▼

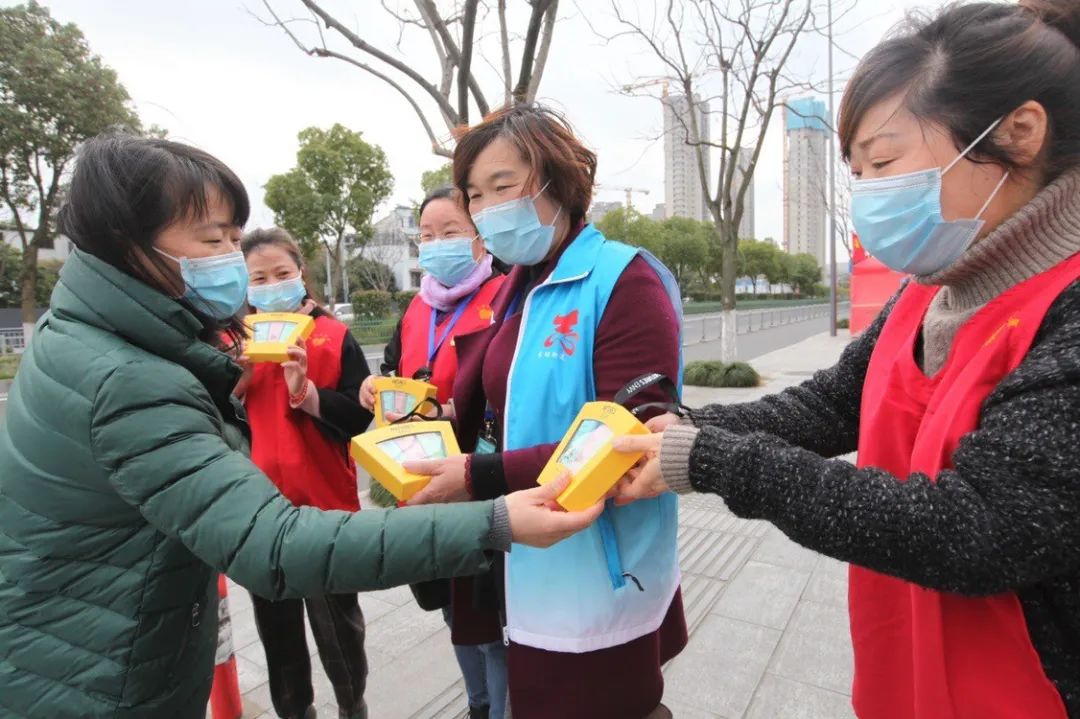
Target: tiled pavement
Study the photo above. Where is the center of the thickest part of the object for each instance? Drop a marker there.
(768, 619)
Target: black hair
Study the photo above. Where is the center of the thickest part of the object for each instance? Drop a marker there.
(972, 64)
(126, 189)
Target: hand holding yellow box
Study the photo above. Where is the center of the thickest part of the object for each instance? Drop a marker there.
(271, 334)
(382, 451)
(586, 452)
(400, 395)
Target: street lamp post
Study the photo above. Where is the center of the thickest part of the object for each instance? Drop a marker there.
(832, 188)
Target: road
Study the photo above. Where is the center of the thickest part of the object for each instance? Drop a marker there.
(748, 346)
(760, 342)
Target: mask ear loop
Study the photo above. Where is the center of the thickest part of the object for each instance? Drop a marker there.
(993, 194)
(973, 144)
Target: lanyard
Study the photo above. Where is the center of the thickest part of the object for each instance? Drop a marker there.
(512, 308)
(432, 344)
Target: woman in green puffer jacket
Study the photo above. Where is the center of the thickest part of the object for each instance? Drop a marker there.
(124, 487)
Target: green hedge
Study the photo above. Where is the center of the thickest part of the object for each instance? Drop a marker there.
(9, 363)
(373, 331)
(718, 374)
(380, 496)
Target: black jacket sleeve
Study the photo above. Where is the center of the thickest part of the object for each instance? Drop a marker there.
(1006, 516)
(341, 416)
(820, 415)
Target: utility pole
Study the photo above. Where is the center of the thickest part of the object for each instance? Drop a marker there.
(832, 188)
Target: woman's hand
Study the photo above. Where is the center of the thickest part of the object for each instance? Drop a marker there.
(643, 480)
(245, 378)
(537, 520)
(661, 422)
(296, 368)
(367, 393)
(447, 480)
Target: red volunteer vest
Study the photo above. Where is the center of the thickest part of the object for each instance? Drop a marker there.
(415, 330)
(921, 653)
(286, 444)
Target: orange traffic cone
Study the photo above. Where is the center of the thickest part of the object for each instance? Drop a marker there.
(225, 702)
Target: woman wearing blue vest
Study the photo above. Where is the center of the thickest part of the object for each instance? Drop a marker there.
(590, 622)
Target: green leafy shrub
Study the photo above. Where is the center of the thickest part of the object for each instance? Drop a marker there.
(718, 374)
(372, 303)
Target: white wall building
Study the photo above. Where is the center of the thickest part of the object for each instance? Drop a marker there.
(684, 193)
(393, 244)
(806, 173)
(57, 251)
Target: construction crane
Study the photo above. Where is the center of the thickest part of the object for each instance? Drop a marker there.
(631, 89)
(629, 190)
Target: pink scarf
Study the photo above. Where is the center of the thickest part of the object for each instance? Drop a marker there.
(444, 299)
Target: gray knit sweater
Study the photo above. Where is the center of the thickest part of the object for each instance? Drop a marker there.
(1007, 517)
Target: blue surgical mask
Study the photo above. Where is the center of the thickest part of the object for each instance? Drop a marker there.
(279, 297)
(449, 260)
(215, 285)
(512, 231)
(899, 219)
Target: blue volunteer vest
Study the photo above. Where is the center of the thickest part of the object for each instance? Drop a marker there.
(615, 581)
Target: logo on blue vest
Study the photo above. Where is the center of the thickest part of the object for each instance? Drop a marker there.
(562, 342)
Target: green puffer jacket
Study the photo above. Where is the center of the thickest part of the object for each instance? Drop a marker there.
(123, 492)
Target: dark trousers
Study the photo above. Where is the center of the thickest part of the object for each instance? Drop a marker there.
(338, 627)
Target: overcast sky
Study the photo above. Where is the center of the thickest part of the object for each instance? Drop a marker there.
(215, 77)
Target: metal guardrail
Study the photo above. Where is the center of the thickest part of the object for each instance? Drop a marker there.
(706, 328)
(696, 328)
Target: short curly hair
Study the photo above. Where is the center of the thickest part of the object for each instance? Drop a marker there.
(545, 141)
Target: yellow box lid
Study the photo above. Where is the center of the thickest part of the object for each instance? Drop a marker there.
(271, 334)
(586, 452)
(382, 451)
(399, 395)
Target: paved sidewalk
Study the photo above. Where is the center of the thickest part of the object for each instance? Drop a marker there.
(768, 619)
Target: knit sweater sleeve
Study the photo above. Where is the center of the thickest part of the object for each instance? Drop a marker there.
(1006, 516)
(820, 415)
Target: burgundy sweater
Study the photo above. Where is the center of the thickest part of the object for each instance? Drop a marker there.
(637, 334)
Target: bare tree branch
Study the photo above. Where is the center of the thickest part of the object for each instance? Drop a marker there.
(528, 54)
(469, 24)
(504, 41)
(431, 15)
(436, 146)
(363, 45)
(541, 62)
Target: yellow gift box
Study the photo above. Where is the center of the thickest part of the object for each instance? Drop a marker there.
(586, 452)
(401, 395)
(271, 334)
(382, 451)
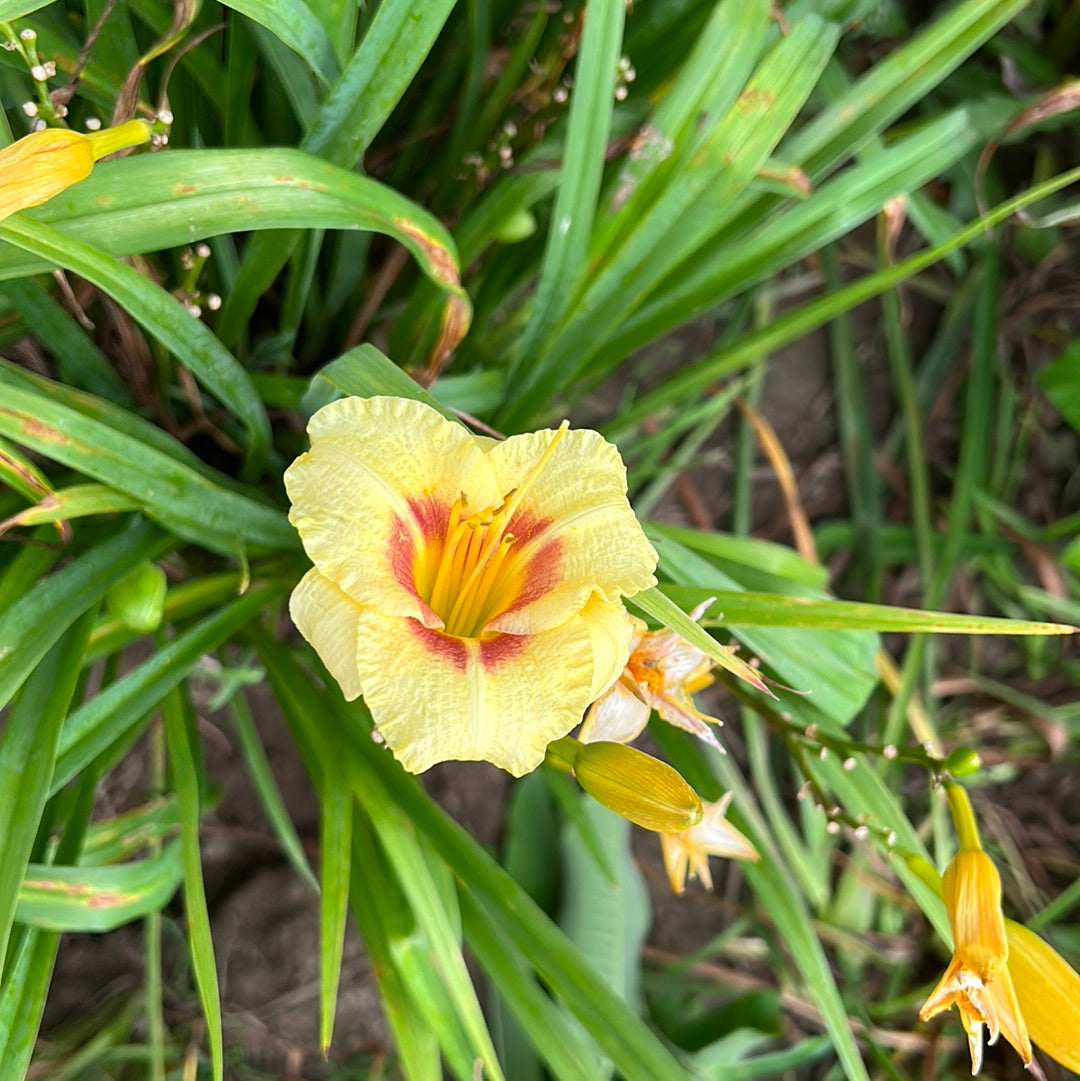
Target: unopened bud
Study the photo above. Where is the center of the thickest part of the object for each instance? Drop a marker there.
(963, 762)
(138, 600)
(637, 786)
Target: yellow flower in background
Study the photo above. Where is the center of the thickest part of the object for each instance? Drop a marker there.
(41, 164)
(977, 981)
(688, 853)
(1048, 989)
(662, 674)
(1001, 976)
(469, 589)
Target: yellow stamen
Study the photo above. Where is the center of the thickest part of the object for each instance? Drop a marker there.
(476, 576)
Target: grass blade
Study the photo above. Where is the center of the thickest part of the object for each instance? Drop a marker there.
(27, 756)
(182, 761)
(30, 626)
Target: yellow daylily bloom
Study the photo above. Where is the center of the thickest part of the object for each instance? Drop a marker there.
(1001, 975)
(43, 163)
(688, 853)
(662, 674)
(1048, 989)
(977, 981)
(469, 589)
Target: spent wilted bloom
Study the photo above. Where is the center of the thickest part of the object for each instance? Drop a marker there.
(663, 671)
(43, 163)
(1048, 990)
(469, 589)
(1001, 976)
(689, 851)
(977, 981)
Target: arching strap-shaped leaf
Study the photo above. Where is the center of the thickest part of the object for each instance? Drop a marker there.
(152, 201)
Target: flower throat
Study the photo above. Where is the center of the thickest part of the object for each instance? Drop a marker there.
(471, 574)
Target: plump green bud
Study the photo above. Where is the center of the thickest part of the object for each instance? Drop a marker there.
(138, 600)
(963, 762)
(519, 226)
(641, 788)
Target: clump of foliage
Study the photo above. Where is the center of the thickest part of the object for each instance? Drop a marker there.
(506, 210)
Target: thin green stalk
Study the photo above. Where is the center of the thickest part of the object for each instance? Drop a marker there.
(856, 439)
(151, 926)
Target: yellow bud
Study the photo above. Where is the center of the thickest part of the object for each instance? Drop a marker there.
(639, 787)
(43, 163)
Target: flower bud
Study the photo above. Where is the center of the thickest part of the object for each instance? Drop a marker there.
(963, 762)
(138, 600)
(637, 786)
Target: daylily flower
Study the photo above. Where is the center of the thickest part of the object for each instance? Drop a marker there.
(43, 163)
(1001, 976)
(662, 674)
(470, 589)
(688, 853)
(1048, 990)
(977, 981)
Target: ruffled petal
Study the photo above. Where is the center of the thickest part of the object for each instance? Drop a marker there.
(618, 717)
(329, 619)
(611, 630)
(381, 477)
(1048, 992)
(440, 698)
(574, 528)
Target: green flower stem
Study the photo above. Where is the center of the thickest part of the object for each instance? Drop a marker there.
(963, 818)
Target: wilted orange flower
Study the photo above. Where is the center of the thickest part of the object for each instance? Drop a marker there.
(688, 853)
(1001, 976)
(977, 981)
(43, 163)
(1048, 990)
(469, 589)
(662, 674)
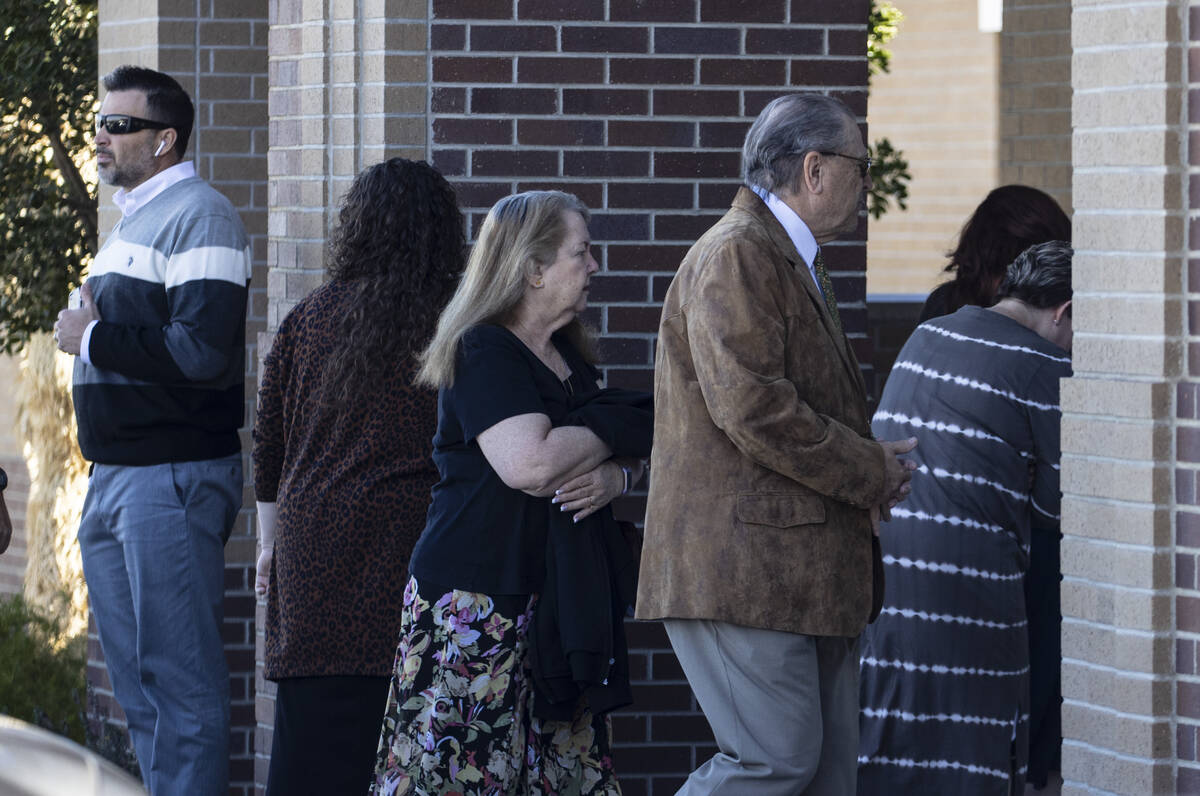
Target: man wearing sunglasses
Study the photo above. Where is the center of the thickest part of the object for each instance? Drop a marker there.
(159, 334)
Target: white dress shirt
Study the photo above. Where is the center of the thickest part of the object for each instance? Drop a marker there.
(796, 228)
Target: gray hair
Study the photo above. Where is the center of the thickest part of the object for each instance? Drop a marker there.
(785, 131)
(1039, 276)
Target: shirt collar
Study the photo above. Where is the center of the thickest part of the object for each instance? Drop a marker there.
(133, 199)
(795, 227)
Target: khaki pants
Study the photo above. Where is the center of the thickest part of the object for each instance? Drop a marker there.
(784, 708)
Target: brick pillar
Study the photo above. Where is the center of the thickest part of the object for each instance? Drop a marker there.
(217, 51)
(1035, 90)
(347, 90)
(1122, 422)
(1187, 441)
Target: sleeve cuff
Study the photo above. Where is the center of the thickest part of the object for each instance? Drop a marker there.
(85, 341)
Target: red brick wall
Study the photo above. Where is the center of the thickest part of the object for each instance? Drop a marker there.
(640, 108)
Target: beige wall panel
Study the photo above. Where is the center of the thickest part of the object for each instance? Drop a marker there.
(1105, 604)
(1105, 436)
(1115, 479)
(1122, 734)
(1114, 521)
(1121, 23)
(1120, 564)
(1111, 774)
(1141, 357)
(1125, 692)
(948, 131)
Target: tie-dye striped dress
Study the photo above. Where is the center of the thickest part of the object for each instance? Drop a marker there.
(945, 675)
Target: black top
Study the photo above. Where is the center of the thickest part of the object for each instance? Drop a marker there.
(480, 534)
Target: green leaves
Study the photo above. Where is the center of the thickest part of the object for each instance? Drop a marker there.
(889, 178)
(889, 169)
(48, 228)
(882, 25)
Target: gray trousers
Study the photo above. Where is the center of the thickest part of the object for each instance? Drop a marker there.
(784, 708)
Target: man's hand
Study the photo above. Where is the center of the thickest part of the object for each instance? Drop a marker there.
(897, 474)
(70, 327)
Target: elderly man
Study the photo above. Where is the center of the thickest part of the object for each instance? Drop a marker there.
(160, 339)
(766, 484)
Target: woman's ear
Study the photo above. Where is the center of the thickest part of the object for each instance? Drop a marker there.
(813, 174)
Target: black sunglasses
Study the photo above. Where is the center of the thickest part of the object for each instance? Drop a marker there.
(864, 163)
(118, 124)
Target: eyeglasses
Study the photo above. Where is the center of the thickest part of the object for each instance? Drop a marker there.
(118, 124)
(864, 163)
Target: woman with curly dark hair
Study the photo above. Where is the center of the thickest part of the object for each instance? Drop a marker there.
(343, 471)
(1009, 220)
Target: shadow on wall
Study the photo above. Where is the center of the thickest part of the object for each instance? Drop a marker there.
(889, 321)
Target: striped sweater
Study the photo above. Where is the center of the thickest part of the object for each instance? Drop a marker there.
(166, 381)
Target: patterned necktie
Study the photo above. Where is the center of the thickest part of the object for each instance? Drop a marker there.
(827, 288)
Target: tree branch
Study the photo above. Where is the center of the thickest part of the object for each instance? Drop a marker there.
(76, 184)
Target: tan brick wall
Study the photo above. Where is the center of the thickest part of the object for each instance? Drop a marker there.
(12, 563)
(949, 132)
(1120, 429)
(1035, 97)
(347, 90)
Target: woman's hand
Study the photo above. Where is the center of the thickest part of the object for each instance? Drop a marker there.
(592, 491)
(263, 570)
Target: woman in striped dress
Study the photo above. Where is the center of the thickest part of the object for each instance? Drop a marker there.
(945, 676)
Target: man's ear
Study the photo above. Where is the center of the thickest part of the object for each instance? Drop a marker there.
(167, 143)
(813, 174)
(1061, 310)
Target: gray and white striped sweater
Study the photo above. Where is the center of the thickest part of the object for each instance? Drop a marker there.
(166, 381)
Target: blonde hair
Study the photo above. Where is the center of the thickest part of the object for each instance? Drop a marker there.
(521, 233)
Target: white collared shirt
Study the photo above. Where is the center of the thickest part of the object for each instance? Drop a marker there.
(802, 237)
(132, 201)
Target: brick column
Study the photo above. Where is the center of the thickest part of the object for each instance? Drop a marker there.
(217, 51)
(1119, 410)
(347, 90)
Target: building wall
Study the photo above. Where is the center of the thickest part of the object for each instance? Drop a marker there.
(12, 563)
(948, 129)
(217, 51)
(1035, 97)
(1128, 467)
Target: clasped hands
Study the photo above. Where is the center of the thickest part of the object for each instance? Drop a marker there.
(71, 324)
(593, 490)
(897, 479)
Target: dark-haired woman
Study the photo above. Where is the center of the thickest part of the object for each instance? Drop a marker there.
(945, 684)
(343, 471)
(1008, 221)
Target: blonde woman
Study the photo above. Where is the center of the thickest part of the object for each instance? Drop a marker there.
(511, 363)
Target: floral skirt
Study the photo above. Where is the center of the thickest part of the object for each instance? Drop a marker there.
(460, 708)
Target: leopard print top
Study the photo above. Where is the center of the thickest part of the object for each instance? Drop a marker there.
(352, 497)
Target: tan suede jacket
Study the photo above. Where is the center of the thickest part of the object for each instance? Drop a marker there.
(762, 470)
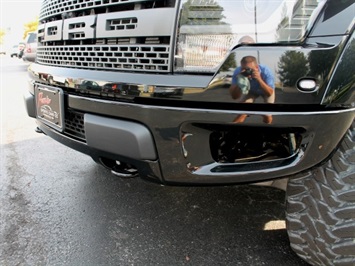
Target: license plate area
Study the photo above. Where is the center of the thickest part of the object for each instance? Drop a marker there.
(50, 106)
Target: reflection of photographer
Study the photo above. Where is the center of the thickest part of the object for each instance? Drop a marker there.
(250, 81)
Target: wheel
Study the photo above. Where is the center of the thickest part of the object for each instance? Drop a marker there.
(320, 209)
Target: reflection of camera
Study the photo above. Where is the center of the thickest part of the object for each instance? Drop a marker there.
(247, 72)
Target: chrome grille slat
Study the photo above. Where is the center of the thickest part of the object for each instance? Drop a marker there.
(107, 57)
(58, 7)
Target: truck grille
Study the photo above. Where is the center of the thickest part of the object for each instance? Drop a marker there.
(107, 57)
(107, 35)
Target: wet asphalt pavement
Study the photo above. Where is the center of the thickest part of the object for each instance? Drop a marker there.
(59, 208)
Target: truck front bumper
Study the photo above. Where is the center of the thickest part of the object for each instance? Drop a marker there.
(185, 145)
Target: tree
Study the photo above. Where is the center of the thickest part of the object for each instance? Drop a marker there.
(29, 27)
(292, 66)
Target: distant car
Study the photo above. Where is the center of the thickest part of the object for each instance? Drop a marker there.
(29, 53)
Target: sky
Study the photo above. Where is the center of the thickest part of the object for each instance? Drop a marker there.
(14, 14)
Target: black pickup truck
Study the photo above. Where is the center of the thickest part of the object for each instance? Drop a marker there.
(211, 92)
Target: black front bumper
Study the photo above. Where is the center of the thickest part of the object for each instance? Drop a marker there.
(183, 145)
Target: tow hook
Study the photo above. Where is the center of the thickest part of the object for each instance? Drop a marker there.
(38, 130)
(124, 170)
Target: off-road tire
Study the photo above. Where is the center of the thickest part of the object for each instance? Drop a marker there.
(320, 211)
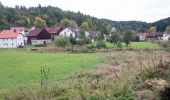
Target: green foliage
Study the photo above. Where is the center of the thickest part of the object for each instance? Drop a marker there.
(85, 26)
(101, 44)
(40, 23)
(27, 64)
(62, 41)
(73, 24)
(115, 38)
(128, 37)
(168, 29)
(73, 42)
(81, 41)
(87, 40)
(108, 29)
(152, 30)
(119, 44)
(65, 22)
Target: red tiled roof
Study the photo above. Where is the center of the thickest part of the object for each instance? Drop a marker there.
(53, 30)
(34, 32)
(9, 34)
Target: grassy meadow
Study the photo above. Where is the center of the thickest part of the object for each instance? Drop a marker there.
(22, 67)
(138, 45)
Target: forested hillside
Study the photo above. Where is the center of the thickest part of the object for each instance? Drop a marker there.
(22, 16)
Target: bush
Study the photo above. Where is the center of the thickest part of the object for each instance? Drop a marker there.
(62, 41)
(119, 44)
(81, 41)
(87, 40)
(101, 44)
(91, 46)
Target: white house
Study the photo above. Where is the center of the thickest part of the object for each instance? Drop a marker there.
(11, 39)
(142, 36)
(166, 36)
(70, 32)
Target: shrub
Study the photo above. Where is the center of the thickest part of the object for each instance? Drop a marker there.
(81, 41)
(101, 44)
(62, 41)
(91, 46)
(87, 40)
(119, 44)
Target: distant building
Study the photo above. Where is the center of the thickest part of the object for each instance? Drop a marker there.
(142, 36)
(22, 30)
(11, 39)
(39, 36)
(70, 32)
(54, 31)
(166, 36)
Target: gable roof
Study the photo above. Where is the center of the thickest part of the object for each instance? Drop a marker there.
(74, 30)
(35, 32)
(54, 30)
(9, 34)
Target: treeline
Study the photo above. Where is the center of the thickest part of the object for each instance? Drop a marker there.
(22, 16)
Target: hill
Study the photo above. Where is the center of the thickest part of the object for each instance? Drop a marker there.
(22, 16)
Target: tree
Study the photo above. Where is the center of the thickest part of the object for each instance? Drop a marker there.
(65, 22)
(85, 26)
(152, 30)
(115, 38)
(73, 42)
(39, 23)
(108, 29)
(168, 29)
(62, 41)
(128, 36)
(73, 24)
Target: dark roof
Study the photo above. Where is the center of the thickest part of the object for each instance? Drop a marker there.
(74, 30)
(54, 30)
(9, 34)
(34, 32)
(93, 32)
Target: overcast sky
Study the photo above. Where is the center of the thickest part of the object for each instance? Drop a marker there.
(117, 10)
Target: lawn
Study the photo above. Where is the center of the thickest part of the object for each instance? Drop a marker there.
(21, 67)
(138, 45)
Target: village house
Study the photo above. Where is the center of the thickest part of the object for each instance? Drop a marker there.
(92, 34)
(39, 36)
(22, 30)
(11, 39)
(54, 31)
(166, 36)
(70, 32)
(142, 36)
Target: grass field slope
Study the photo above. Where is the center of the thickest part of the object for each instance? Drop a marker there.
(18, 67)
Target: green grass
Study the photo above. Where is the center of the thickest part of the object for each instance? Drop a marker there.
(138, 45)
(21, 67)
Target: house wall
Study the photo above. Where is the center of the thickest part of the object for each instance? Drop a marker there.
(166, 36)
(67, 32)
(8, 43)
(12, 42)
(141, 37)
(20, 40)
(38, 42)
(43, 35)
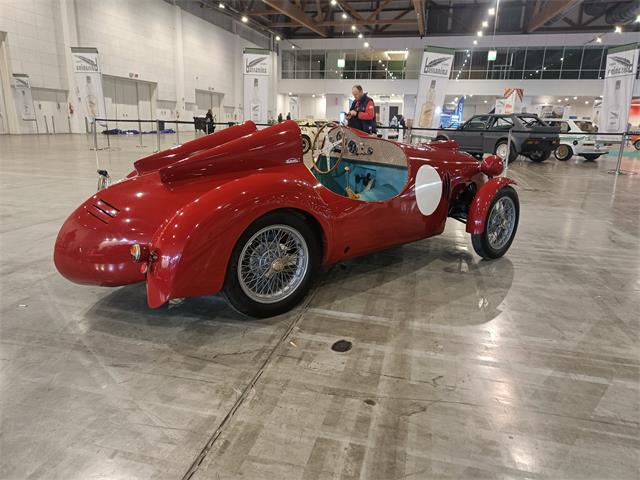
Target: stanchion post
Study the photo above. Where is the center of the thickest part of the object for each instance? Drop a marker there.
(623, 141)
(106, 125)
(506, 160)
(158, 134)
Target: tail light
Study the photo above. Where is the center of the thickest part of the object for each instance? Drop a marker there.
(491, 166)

▲

- **Task objective**: Do not include the pictures. Quote only the lines from the line with "Target: lawn" through the end of the material, both ends included, exactly.

- **Solution**:
Target: lawn
Study the photo above. Where is the center of the thickest part of the object for each instance? Drop a marker there.
(21, 67)
(138, 45)
Target: village house
Study the photo above. Where is the center of the thickest part of the object for each instance? Drop a marker there.
(92, 34)
(39, 36)
(22, 30)
(11, 39)
(54, 31)
(166, 36)
(70, 32)
(142, 36)
Target: grass field slope
Study the photo above. Where is the center of the thickest part of the object for each instance? Drop a marker there.
(18, 67)
Target: green grass
Study the photo above. Where is the center of the thickest part of the object for each instance? Drop a marker there.
(138, 45)
(21, 67)
Target: house wall
Study the photo above. Where is the center of the thickest part of the object for each instance? Drop a marker there.
(166, 36)
(67, 32)
(8, 43)
(12, 42)
(141, 37)
(20, 40)
(38, 42)
(43, 35)
Target: stanchion post
Study the photo above. Where is the center of the thickest part of the object for each instance? Drop a marker there.
(623, 141)
(106, 125)
(506, 160)
(158, 134)
Target: tail light
Study the photo above. Where is the center of the thickest part of the object for each instance? Drop a marker there.
(491, 166)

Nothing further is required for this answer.